*** Opening of Materials provided ***
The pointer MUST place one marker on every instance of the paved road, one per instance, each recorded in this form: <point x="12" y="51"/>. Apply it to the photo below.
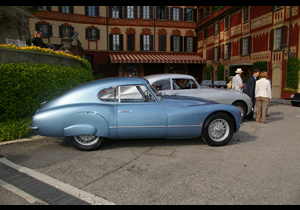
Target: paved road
<point x="259" y="166"/>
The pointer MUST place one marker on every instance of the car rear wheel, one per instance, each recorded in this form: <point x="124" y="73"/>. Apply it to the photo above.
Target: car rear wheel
<point x="85" y="142"/>
<point x="218" y="129"/>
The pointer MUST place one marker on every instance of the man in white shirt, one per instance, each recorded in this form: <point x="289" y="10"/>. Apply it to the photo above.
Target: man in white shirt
<point x="263" y="95"/>
<point x="237" y="82"/>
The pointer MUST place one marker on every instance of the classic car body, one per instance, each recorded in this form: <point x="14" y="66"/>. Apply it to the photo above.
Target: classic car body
<point x="186" y="85"/>
<point x="295" y="99"/>
<point x="130" y="108"/>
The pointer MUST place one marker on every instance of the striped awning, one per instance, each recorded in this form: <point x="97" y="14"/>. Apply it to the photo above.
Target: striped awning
<point x="155" y="58"/>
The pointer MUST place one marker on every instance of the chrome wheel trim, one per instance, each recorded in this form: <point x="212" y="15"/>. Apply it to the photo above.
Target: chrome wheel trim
<point x="86" y="140"/>
<point x="218" y="130"/>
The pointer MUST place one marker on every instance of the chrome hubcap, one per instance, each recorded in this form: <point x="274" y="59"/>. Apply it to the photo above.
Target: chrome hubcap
<point x="86" y="140"/>
<point x="218" y="130"/>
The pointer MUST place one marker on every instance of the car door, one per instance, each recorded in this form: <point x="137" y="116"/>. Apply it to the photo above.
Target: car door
<point x="140" y="115"/>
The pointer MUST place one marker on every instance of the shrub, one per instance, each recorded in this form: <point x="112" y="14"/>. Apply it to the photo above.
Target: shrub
<point x="24" y="86"/>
*** Close of Materials provided ***
→ **Description of the task**
Your answer should be the exact lines above from the one with "Target: paved road" through the one with "of the classic", both included, and nothing besides.

→ **Solution for this exercise**
Target: paved road
<point x="259" y="166"/>
The pointer MUST place one marker on every instance of the car rear wheel, one per instance, each recorded in this form: <point x="124" y="73"/>. Apply it to the photo above.
Target: car rear wheel
<point x="85" y="142"/>
<point x="218" y="129"/>
The pointer MUST place one marker on every instance of the man in white shirt, one per instance, each recorded in this form: <point x="289" y="10"/>. Apply it to the photo above.
Target: man in white shirt
<point x="263" y="95"/>
<point x="237" y="82"/>
The pointer MUST place one marker on every instance of the classic car body, one per instance, each recorded in this form: <point x="14" y="66"/>. Apply it to the photo above.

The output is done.